_AIM OF THE TASK:_ Where the records below show a line containing "positive clicks: (473, 372)", start copying; end with the line containing "positive clicks: (23, 4)", and copy it too.

------------------------------

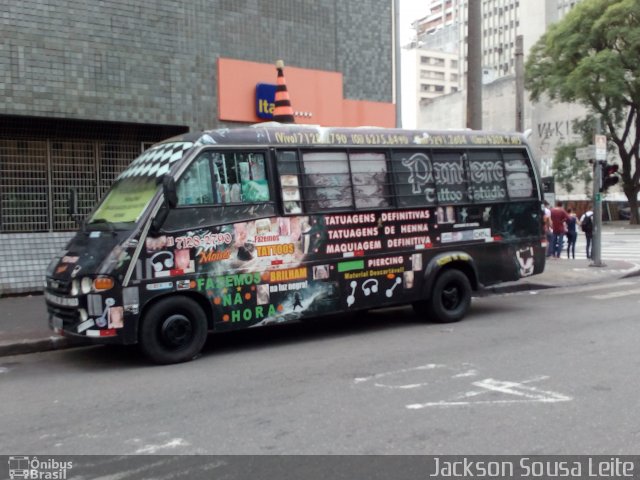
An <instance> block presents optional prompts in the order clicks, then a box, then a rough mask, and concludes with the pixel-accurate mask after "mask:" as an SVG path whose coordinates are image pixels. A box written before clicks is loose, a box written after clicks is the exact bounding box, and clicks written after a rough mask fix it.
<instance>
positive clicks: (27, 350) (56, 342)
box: [0, 336, 91, 357]
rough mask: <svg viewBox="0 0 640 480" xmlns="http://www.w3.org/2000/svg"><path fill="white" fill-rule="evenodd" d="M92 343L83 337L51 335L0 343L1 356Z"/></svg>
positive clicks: (54, 348) (47, 349)
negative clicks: (83, 338)
mask: <svg viewBox="0 0 640 480" xmlns="http://www.w3.org/2000/svg"><path fill="white" fill-rule="evenodd" d="M87 345H91V344H90V343H88V342H85V341H83V340H82V339H75V340H74V339H71V338H67V337H59V336H51V337H49V338H41V339H37V340H18V341H16V342H14V343H6V344H0V357H8V356H11V355H25V354H27V353H38V352H48V351H51V350H64V349H67V348H74V347H85V346H87Z"/></svg>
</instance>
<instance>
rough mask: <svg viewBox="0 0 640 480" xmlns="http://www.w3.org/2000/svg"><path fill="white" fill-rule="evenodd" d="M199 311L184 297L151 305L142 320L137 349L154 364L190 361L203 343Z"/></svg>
mask: <svg viewBox="0 0 640 480" xmlns="http://www.w3.org/2000/svg"><path fill="white" fill-rule="evenodd" d="M207 333H208V329H207V319H206V316H205V314H204V312H203V311H202V308H200V306H199V305H198V304H197V303H196V302H195V301H193V300H191V299H189V298H187V297H167V298H164V299H162V300H160V301H158V303H155V304H154V305H152V306H151V307H150V308H149V310H147V312H146V313H145V315H144V318H143V319H142V325H141V327H140V337H139V338H140V348H141V349H142V351H143V353H144V354H145V355H146V356H147V357H148V358H149V359H151V360H152V361H153V362H155V363H158V364H163V365H165V364H169V363H180V362H186V361H189V360H193V359H194V358H195V357H196V356H197V355H198V354H199V353H200V350H202V347H203V345H204V342H205V341H206V340H207Z"/></svg>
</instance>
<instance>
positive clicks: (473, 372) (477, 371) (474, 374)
mask: <svg viewBox="0 0 640 480" xmlns="http://www.w3.org/2000/svg"><path fill="white" fill-rule="evenodd" d="M477 374H478V371H477V370H474V369H471V370H467V371H466V372H462V373H458V374H456V375H454V376H453V377H451V378H463V377H475V376H476V375H477Z"/></svg>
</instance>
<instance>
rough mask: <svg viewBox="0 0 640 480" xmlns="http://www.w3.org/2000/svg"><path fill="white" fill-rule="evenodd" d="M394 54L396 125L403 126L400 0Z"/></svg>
mask: <svg viewBox="0 0 640 480" xmlns="http://www.w3.org/2000/svg"><path fill="white" fill-rule="evenodd" d="M393 18H394V22H393V56H394V62H393V65H394V70H395V71H394V73H395V75H394V76H393V78H394V81H395V89H394V94H395V101H396V127H397V128H402V95H401V90H402V85H401V84H402V74H401V71H402V45H400V0H394V1H393Z"/></svg>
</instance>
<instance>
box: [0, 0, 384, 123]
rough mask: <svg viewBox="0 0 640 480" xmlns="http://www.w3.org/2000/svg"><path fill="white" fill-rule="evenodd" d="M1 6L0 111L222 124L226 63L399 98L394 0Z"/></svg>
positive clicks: (23, 4)
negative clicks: (339, 78) (253, 62)
mask: <svg viewBox="0 0 640 480" xmlns="http://www.w3.org/2000/svg"><path fill="white" fill-rule="evenodd" d="M0 3H4V4H6V6H7V8H5V9H4V10H3V12H2V15H0V31H2V32H3V38H5V39H7V41H5V42H1V43H0V114H14V115H35V116H55V117H64V118H75V119H90V120H102V121H120V122H136V123H140V122H141V123H155V124H173V125H188V126H189V127H190V128H192V129H203V128H211V127H217V126H220V123H219V122H218V119H217V112H218V92H217V78H216V75H217V69H216V61H217V59H218V58H219V57H226V58H237V59H241V60H248V61H256V62H264V63H271V62H275V60H277V59H280V58H281V59H283V60H284V62H285V65H291V66H295V67H300V68H313V69H320V70H330V71H339V72H342V73H343V75H344V94H345V98H348V99H353V100H371V101H380V102H389V101H391V98H392V63H393V62H392V33H391V32H392V24H393V22H392V18H391V4H392V2H391V1H390V0H339V1H338V0H314V1H309V0H305V1H301V0H279V1H273V0H246V1H238V0H192V1H189V2H175V1H174V0H154V1H153V2H124V1H122V0H101V1H99V2H98V1H87V0H20V1H10V2H0ZM274 81H275V70H274Z"/></svg>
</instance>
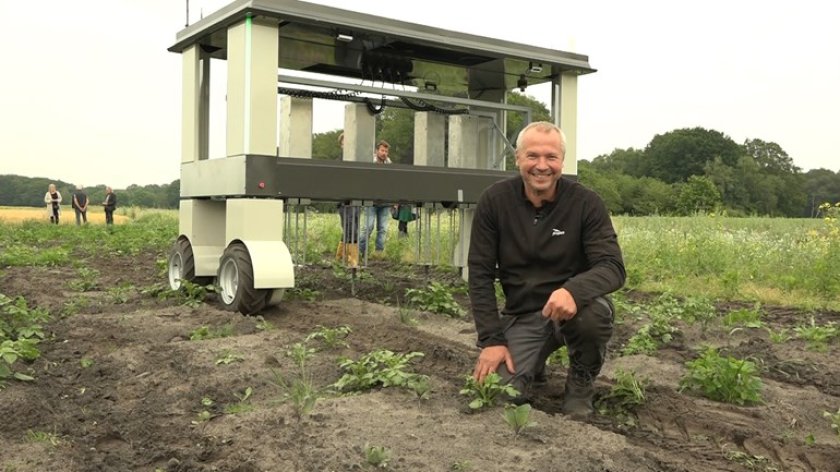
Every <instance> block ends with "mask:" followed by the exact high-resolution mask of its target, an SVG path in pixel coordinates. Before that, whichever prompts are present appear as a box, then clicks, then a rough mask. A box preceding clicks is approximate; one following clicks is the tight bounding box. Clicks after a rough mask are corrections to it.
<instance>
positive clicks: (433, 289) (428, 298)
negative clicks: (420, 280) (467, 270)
mask: <svg viewBox="0 0 840 472" xmlns="http://www.w3.org/2000/svg"><path fill="white" fill-rule="evenodd" d="M405 298H406V300H408V303H409V306H412V307H416V308H417V309H420V310H424V311H430V312H432V313H440V314H442V315H447V316H450V317H452V318H461V317H462V316H464V310H463V308H461V306H460V305H458V302H456V301H455V298H454V297H453V296H452V291H451V290H450V289H449V288H447V287H446V286H445V285H443V284H441V283H440V282H437V281H432V282H431V283H429V287H428V288H426V289H416V288H409V289H406V291H405Z"/></svg>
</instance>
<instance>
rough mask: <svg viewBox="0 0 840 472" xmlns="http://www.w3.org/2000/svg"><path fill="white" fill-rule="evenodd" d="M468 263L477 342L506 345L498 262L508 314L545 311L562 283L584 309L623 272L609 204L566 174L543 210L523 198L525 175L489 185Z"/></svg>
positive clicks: (558, 185) (472, 310)
mask: <svg viewBox="0 0 840 472" xmlns="http://www.w3.org/2000/svg"><path fill="white" fill-rule="evenodd" d="M468 265H469V287H470V302H471V304H472V312H473V317H474V318H475V326H476V330H477V331H478V343H477V344H478V346H480V347H485V346H492V345H500V344H506V341H505V337H504V333H503V329H504V321H503V319H502V318H500V317H499V312H498V308H497V302H496V294H495V290H494V287H493V283H494V281H495V279H496V267H497V265H498V274H499V280H500V281H501V284H502V289H503V290H504V293H505V307H504V309H503V310H502V313H503V314H505V315H519V314H522V313H530V312H534V311H538V310H541V309H542V307H543V306H544V305H545V303H546V302H547V301H548V298H549V296H551V293H552V292H553V291H554V290H557V289H558V288H561V287H565V288H566V289H567V290H568V291H569V292H570V293H571V294H572V297H573V298H574V300H575V303H576V304H577V306H578V308H580V307H583V306H586V305H588V304H589V303H591V302H592V301H593V300H594V299H595V298H596V297H599V296H602V295H605V294H607V293H610V292H613V291H615V290H618V289H619V288H621V286H622V285H624V279H625V275H626V274H625V270H624V261H623V259H622V256H621V249H620V247H619V245H618V237H617V236H616V234H615V230H614V229H613V226H612V222H611V221H610V216H609V213H608V212H607V209H606V207H605V206H604V202H603V201H602V200H601V198H600V197H599V196H598V195H597V194H596V193H595V192H593V191H591V190H589V189H587V188H586V187H584V186H583V185H581V184H579V183H577V182H574V181H571V180H569V179H565V178H561V179H560V180H559V181H558V182H557V192H556V194H555V198H554V200H553V201H550V202H549V201H544V202H543V205H542V206H541V207H540V208H536V207H534V205H533V204H532V203H531V202H530V201H529V200H528V199H527V198H526V197H525V188H524V183H523V181H522V178H521V177H520V176H516V177H513V178H510V179H506V180H503V181H501V182H498V183H496V184H494V185H492V186H490V187H488V188H487V190H485V191H484V193H483V194H482V195H481V197H480V198H479V201H478V205H477V207H476V212H475V218H474V220H473V226H472V233H471V235H470V251H469V258H468Z"/></svg>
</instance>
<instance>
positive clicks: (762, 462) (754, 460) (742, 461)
mask: <svg viewBox="0 0 840 472" xmlns="http://www.w3.org/2000/svg"><path fill="white" fill-rule="evenodd" d="M723 457H724V458H725V459H726V460H728V461H730V462H735V463H737V464H741V465H743V466H744V467H746V468H748V469H749V470H761V471H763V472H779V471H780V470H781V469H779V468H778V467H776V464H774V463H773V461H771V460H770V459H768V458H766V457H764V456H756V455H752V454H748V453H746V452H742V451H738V450H735V449H731V448H729V447H727V446H726V445H724V448H723Z"/></svg>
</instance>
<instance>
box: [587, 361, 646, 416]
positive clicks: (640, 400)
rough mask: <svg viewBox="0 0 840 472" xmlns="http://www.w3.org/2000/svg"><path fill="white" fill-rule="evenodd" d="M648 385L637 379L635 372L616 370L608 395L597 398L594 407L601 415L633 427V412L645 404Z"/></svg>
mask: <svg viewBox="0 0 840 472" xmlns="http://www.w3.org/2000/svg"><path fill="white" fill-rule="evenodd" d="M649 383H650V381H649V380H648V379H639V378H637V377H636V373H635V372H626V371H623V370H617V371H616V372H615V384H614V385H613V386H612V388H611V389H610V393H608V394H606V395H604V396H603V397H601V398H599V399H598V401H597V402H596V404H595V407H596V409H597V410H598V412H599V413H600V414H602V415H612V416H615V417H617V418H619V419H620V420H621V421H622V422H624V423H625V424H627V423H629V424H631V425H633V424H635V418H634V417H633V411H634V410H635V409H636V408H637V407H638V406H640V405H643V404H644V403H645V400H646V398H647V396H646V395H647V394H646V389H647V386H648V384H649Z"/></svg>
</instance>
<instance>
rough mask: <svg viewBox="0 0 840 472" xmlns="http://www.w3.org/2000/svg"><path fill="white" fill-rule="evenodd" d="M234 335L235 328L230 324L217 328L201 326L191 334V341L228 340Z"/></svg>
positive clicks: (225, 324)
mask: <svg viewBox="0 0 840 472" xmlns="http://www.w3.org/2000/svg"><path fill="white" fill-rule="evenodd" d="M232 335H233V326H231V325H230V323H226V324H223V325H222V326H219V327H217V328H211V327H209V326H207V325H202V326H199V327H198V328H196V329H194V330H192V331H191V332H190V341H203V340H205V339H216V338H226V337H229V336H232Z"/></svg>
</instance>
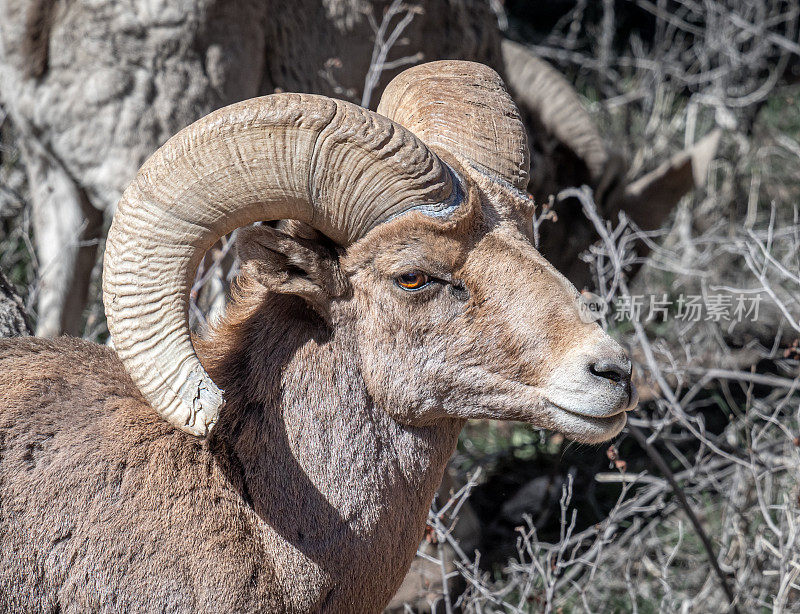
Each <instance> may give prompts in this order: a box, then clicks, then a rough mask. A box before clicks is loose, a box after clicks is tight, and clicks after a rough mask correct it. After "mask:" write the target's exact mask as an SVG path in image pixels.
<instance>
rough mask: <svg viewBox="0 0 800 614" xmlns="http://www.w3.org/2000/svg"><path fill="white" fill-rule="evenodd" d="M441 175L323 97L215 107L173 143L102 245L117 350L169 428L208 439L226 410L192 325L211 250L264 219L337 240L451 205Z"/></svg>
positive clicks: (369, 111) (129, 370) (354, 110)
mask: <svg viewBox="0 0 800 614" xmlns="http://www.w3.org/2000/svg"><path fill="white" fill-rule="evenodd" d="M457 193H458V189H457V186H456V185H455V183H454V179H453V177H452V174H451V173H450V172H449V170H448V169H447V167H446V166H445V165H444V164H443V163H442V162H441V161H440V160H439V158H438V157H437V156H436V155H435V154H434V153H432V152H431V151H430V150H429V149H428V148H427V147H426V146H425V145H424V144H423V143H422V142H421V141H420V140H419V139H418V138H416V137H415V136H414V135H413V134H412V133H411V132H409V131H408V130H406V129H404V128H403V127H402V126H399V125H397V124H395V123H394V122H392V121H390V120H388V119H386V118H385V117H381V116H380V115H377V114H375V113H372V112H370V111H367V110H365V109H362V108H360V107H357V106H355V105H352V104H349V103H345V102H341V101H337V100H332V99H329V98H325V97H322V96H312V95H298V94H276V95H273V96H266V97H263V98H255V99H252V100H247V101H244V102H241V103H238V104H234V105H231V106H229V107H226V108H224V109H220V110H219V111H216V112H214V113H212V114H210V115H208V116H206V117H204V118H203V119H201V120H199V121H197V122H195V123H194V124H192V125H191V126H189V127H187V128H185V129H184V130H182V131H181V132H179V133H178V134H176V135H175V136H174V137H172V138H171V139H170V140H169V141H168V142H167V143H166V144H165V145H164V146H163V147H161V148H160V149H159V150H158V151H157V152H156V153H155V154H153V156H152V157H151V158H150V159H149V160H147V162H145V164H144V166H142V168H141V170H140V171H139V173H138V175H137V176H136V178H135V179H134V181H133V182H132V183H131V185H130V186H129V187H128V188H127V190H125V192H124V194H123V195H122V199H121V200H120V203H119V206H118V208H117V212H116V215H115V217H114V221H113V224H112V226H111V230H110V231H109V235H108V242H107V245H106V253H105V261H104V269H103V300H104V303H105V308H106V314H107V318H108V327H109V330H110V332H111V336H112V340H113V343H114V347H115V349H116V351H117V354H118V355H119V357H120V358H121V360H122V362H123V363H124V365H125V368H126V369H127V371H128V373H129V374H130V376H131V378H132V379H133V381H134V382H135V383H136V385H137V386H138V387H139V389H140V390H141V391H142V393H143V394H144V396H145V397H146V398H147V400H148V401H149V402H150V404H151V405H152V406H153V408H154V409H155V410H156V411H158V413H159V414H161V415H162V416H163V417H164V418H165V419H166V420H168V421H169V422H171V423H172V424H173V425H174V426H176V427H177V428H179V429H181V430H183V431H186V432H188V433H192V434H194V435H207V434H208V432H209V430H210V429H211V428H212V427H213V425H214V423H215V421H216V420H217V416H218V415H219V412H220V409H221V407H222V406H223V403H224V400H223V394H222V391H221V390H220V389H219V388H218V387H217V386H216V385H215V384H214V382H213V381H211V378H210V377H209V376H208V374H207V373H206V372H205V370H204V369H203V367H202V366H201V364H200V361H199V360H198V358H197V355H196V354H195V351H194V347H193V346H192V342H191V338H190V334H189V327H188V304H189V288H190V285H191V280H192V279H193V277H194V274H195V270H196V268H197V264H198V262H199V260H200V258H201V257H202V255H203V253H204V252H205V251H206V250H207V249H208V248H209V247H210V246H211V245H213V243H214V242H215V241H216V240H217V239H218V238H219V237H221V236H223V235H225V234H226V233H228V232H231V231H232V230H233V229H235V228H238V227H240V226H244V225H246V224H250V223H252V222H254V221H259V220H275V219H296V220H300V221H303V222H306V223H308V224H310V225H311V226H313V227H314V228H316V229H317V230H319V231H320V232H322V233H323V234H325V235H327V236H328V237H330V238H331V239H332V240H334V241H336V242H337V243H339V244H341V245H347V244H349V243H351V242H353V241H355V240H356V239H358V238H360V237H361V236H363V235H364V234H365V233H366V232H367V231H368V230H369V229H370V228H371V227H373V226H374V225H375V224H377V223H380V222H381V221H384V220H387V219H389V218H390V217H392V216H394V215H397V214H398V213H401V212H403V211H405V210H408V209H410V208H413V207H418V206H421V207H426V206H427V207H430V206H436V205H438V204H441V203H445V204H447V203H450V204H451V205H452V204H453V203H452V201H453V199H455V198H457V196H456V194H457Z"/></svg>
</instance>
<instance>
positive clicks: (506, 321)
mask: <svg viewBox="0 0 800 614" xmlns="http://www.w3.org/2000/svg"><path fill="white" fill-rule="evenodd" d="M474 181H475V183H476V186H475V188H474V189H473V190H472V191H471V194H470V199H472V200H473V214H472V215H469V216H466V217H465V219H462V220H460V221H459V222H458V223H454V224H451V225H450V226H449V227H445V228H443V227H442V225H441V224H437V223H435V222H432V221H430V220H427V219H426V218H425V216H424V215H422V214H420V213H415V212H411V213H408V214H406V215H404V216H402V217H400V218H398V219H396V220H393V221H391V222H388V223H386V224H383V225H382V226H380V227H378V228H376V229H375V230H373V231H372V232H370V233H369V234H368V235H367V236H366V237H364V238H363V239H362V240H360V241H359V242H357V243H356V244H354V245H353V246H351V247H350V249H349V250H348V252H347V255H346V256H345V257H344V258H343V260H342V265H343V271H344V272H345V274H346V275H347V276H348V278H349V281H350V284H351V287H352V298H351V299H350V300H348V301H347V302H346V304H343V306H342V308H343V309H346V310H347V311H348V312H349V313H348V318H347V319H348V320H349V321H350V322H355V329H354V331H353V334H355V335H356V346H357V347H358V348H359V350H358V351H359V352H360V354H361V362H362V370H363V375H364V379H365V382H366V385H367V388H368V390H369V392H370V393H371V394H372V395H373V397H374V398H375V400H376V402H377V403H378V404H379V405H380V406H381V407H382V408H384V409H385V411H387V412H389V413H390V414H392V416H393V417H394V418H395V419H396V420H398V421H400V422H403V423H406V424H412V425H424V424H430V423H432V422H434V421H436V420H437V419H441V418H443V417H456V418H489V419H501V420H521V421H525V422H530V423H532V424H534V425H537V426H539V427H543V428H548V429H552V430H555V431H560V432H562V433H564V434H565V435H567V436H568V437H570V438H572V439H575V440H577V441H581V442H586V443H594V442H600V441H604V440H606V439H609V438H611V437H613V436H614V435H616V434H617V433H619V431H620V430H621V429H622V427H623V426H624V424H625V420H626V417H625V411H626V410H628V409H630V408H632V407H633V406H635V404H636V400H637V399H636V394H635V392H634V391H633V390H632V387H631V382H630V373H631V365H630V361H629V360H628V358H627V356H626V354H625V352H624V350H623V349H622V348H621V347H620V346H619V344H617V343H616V342H615V341H614V340H612V339H611V338H610V337H609V336H608V335H607V334H606V333H605V332H603V330H602V329H601V328H600V327H599V326H598V325H597V324H595V323H585V322H583V321H582V320H581V317H580V314H579V310H578V298H579V294H578V292H577V291H576V290H575V288H574V287H573V286H572V284H570V283H569V281H567V280H566V279H565V278H564V277H563V276H562V275H561V274H560V273H558V272H557V271H556V270H555V269H554V268H553V267H552V266H551V265H550V264H549V263H548V262H547V261H546V260H545V259H544V258H542V256H541V255H540V254H539V253H538V252H537V251H536V250H535V249H534V247H533V245H532V244H531V242H530V240H529V237H528V236H526V234H525V228H527V227H529V225H530V213H531V211H530V209H531V207H530V201H527V199H524V198H521V197H520V195H517V194H515V193H513V192H512V191H511V190H506V189H504V188H501V187H499V186H497V185H493V184H491V183H490V182H488V180H486V179H484V178H482V177H475V178H474Z"/></svg>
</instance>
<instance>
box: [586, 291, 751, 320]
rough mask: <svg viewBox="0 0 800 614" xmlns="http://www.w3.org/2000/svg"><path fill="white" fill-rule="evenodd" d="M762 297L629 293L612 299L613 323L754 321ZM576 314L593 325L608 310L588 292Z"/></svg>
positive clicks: (604, 303)
mask: <svg viewBox="0 0 800 614" xmlns="http://www.w3.org/2000/svg"><path fill="white" fill-rule="evenodd" d="M760 303H761V294H760V293H755V294H744V293H740V294H705V295H700V294H679V295H678V296H677V297H670V296H668V295H667V294H659V295H657V294H650V295H647V294H632V295H630V296H620V297H617V298H616V299H614V302H613V310H612V311H613V315H612V316H611V319H612V320H613V321H614V322H625V321H627V322H631V321H635V322H666V321H667V320H669V319H673V320H678V321H682V322H701V321H711V322H744V321H750V322H755V321H756V320H758V307H759V304H760ZM577 306H578V312H579V314H580V318H581V320H582V321H584V322H595V321H597V320H599V319H601V318H602V317H604V316H605V315H606V314H607V313H608V311H609V304H608V303H606V301H605V300H604V299H603V298H602V297H600V296H598V295H596V294H593V293H591V292H586V291H584V292H582V293H581V295H580V297H579V299H578V302H577Z"/></svg>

------------------------------

_ANSWER AREA:_
positive clicks: (473, 372) (477, 371) (474, 374)
mask: <svg viewBox="0 0 640 480" xmlns="http://www.w3.org/2000/svg"><path fill="white" fill-rule="evenodd" d="M477 374H478V371H477V370H474V369H471V370H467V371H466V372H462V373H458V374H456V375H454V376H453V377H451V378H463V377H475V376H476V375H477Z"/></svg>
</instance>
<instance>
rough mask: <svg viewBox="0 0 640 480" xmlns="http://www.w3.org/2000/svg"><path fill="white" fill-rule="evenodd" d="M394 54L396 125L403 126L400 0Z"/></svg>
mask: <svg viewBox="0 0 640 480" xmlns="http://www.w3.org/2000/svg"><path fill="white" fill-rule="evenodd" d="M393 18H394V22H393V56H394V62H393V65H394V70H395V71H394V73H395V75H394V76H393V78H394V81H395V89H394V94H395V101H396V127H397V128H402V95H401V90H402V85H401V84H402V74H401V71H402V45H400V0H394V1H393Z"/></svg>
</instance>
<instance>
box: [0, 0, 384, 123]
rough mask: <svg viewBox="0 0 640 480" xmlns="http://www.w3.org/2000/svg"><path fill="white" fill-rule="evenodd" d="M1 6L0 111L222 124L226 63L399 98L394 0Z"/></svg>
positive clicks: (23, 4)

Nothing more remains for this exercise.